- **What to produce**:
According to the passage on suicide prevention, how many suicides were recorded in 2018?

- **Given passage**:

+ + + +

“There is a unrelenting commitment from everyone involved to look at the issue of suicide – which is at an unacceptable rate in the country – and work together to consider what a co-ordinated approach to suicide prevention might look like.”
She said the government, with bipartisan support, was undertaking “unprecedented action” to reduce the rate of suicide, particularly among young people and Indigenous Australians.
The fact there were more than 3000 recorded suicides in 2018 – about eight a day and part of an upward trend over the past decade – was “a national tragedy”, she said.
“Lessening people’s distress” – either with their housing situation, employment, food or financial security – would be a key element in driving down the rate of suicide.
“Whilst we are never going to be certain and we can’t predict who is going to attempt to take their own lives, we know many have never interacted with the mental health system,” she said. “There are many facets – from communities looking out for each other, to making sure we get to the people who need help, support the services available and early intervention for vulnerable people.”

+ + + +

- **Dataset entries**:

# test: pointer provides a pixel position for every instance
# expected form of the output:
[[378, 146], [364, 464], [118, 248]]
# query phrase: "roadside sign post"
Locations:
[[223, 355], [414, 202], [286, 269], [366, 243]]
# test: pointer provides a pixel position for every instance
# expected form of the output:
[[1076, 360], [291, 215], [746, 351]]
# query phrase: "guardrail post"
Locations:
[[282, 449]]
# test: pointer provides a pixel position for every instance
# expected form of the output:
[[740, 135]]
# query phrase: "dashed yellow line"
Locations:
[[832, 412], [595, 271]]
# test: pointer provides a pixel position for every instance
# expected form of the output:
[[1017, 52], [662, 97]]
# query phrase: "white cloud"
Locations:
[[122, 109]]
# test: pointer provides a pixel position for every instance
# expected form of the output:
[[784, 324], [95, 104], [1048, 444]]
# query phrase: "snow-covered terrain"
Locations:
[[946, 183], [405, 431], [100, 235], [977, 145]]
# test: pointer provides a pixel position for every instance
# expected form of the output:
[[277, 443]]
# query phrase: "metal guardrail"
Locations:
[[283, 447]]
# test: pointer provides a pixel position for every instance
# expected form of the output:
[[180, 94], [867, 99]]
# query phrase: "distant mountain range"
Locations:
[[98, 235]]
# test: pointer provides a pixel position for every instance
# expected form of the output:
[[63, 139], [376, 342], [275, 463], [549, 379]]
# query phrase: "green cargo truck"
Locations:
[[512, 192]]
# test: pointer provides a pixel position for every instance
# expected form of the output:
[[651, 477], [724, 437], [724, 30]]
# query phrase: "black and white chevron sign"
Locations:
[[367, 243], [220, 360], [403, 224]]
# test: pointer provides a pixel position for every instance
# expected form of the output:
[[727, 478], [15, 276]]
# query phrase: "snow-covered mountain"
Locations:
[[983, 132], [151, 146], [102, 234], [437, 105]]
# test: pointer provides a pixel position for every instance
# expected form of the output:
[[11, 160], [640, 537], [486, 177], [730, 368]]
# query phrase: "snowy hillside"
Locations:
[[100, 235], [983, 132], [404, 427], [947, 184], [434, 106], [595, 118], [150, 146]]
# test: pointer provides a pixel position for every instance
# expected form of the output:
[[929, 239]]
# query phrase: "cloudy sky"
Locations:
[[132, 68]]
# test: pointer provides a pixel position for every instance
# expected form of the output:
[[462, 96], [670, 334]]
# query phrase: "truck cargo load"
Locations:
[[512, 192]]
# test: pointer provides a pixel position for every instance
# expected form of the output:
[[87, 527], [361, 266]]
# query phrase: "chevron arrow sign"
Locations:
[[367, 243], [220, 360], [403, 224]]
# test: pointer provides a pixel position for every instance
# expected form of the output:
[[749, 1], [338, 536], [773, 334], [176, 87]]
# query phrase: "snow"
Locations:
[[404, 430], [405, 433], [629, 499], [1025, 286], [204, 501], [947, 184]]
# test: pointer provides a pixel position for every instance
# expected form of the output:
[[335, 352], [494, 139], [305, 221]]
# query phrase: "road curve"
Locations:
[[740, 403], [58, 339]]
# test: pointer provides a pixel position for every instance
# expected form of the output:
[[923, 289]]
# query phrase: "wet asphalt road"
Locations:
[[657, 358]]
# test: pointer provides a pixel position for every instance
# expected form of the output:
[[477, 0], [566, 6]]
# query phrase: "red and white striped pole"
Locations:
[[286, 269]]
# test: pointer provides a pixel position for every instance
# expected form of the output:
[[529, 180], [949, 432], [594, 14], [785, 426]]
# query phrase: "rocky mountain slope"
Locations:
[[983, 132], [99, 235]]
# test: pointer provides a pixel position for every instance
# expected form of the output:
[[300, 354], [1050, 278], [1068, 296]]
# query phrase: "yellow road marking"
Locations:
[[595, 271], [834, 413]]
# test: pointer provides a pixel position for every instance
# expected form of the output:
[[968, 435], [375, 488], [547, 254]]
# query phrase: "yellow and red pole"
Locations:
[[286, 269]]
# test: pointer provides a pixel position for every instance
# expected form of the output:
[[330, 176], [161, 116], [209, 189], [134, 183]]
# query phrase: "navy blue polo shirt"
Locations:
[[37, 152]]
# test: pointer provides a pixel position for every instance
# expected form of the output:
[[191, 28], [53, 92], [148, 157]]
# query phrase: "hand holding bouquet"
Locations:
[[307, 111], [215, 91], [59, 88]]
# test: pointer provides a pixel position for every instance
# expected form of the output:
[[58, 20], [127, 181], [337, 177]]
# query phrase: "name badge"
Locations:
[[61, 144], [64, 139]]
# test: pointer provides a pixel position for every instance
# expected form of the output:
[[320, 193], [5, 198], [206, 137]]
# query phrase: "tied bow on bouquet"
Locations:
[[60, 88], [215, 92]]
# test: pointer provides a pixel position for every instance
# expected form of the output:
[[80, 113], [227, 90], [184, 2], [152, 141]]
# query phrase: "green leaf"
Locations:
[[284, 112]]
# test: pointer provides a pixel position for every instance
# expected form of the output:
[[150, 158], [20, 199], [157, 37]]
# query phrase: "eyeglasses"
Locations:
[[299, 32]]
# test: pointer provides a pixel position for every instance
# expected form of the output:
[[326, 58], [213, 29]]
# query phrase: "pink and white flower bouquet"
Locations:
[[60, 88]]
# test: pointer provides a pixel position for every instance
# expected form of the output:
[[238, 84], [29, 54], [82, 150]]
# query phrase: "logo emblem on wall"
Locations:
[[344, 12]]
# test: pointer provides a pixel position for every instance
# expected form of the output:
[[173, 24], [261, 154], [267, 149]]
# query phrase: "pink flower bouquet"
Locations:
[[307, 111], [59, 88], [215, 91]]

+ + + +

- **Response to this exercise**:
More than 3000, about eight a day.